■ **Data under study**:
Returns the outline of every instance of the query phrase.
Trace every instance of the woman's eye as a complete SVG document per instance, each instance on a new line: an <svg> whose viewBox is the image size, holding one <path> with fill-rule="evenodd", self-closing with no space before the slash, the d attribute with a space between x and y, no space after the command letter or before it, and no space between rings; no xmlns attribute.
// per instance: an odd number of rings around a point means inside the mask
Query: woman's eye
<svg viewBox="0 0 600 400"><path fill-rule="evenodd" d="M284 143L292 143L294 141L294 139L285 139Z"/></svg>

■ **What you should do**:
Print out all the entries above exactly.

■ **Output for this exercise**:
Returns the outline of every instance of the query phrase.
Trace every instance of the woman's eye as a complete SVG document per instance, each instance on a new line: an <svg> whose viewBox is the image size, holding one <path> with fill-rule="evenodd", self-closing with no space before the slash, the d attribute with a space between x and y, no space after the command letter or before it, and no space between rings; no xmlns attribute.
// per instance: an odd number of rings around a point means inside the mask
Query: woman's eye
<svg viewBox="0 0 600 400"><path fill-rule="evenodd" d="M284 143L292 143L294 141L294 139L285 139Z"/></svg>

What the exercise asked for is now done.